● **EXERCISE INPUT**:
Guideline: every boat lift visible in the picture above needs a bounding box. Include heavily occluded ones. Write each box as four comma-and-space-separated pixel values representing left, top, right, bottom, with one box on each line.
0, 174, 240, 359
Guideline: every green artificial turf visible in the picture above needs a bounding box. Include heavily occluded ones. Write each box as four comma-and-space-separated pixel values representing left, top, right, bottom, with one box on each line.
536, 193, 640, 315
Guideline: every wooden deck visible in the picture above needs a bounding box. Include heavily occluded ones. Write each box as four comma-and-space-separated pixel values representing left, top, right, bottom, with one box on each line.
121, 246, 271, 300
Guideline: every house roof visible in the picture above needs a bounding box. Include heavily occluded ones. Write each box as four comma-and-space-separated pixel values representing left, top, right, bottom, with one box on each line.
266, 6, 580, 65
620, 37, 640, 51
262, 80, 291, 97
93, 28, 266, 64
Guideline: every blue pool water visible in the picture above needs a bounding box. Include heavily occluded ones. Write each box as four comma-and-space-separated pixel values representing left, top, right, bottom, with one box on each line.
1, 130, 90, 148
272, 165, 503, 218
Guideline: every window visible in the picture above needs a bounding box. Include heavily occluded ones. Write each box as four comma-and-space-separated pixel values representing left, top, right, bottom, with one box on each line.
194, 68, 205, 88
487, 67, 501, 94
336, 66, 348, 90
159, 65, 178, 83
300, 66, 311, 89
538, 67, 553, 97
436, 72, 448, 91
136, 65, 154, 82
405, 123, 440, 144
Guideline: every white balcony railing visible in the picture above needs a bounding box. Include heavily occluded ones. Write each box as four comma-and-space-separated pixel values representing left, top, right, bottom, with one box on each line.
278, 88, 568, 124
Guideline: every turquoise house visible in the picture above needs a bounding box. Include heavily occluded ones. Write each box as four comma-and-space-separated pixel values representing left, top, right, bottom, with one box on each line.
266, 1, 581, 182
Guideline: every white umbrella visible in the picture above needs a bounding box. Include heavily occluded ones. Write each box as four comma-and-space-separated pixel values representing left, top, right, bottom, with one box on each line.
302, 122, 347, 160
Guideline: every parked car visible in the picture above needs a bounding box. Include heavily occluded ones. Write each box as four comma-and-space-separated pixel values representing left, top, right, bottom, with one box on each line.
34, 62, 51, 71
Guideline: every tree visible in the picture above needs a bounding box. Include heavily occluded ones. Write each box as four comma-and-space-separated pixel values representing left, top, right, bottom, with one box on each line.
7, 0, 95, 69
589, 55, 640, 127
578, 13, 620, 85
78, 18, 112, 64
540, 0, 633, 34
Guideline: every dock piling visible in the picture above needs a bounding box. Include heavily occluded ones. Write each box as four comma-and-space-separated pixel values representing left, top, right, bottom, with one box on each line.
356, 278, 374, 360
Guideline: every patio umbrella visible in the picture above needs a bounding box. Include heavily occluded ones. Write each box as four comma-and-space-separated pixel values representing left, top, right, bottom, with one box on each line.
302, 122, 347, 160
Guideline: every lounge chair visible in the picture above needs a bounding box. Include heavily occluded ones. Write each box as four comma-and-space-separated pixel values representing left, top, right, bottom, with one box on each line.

● **WHAT IS BEING ASKED**:
The answer must be the line containing "Guideline: every tree" and every line after it to the end of the data, each set down exactly.

● **FINISHED EXERCISE**:
Guideline: every tree visible in the picture above needs a bounding box. Include heavily occluded ones. Write each box as four comma-and-space-separated pixel values representing left, top, right, bottom, with one box on each line.
7, 0, 95, 69
589, 55, 640, 127
578, 13, 620, 85
78, 18, 112, 64
540, 0, 633, 34
Guideline: every dock piling visible in the picture above needs a bounding box. Include heavily occluded ones. Write each box as four comma-and-space-separated pixel values representing left, top, right, bottom, with one box on each line.
356, 278, 374, 360
Guideline: every patio umbrella visible in the picture above needs a bounding box. Include heavily occluded ones. Write each box as four comma-and-space-separated pixel values representing left, top, right, bottom, with one box on each line.
302, 122, 347, 160
Guideline: every lounge chair visible in the picture above needs a bounding box. Include heavily occluded ones. Write each box as four comma-and-space-separated pixel values representing left, top, right, bottom, with one box on each line.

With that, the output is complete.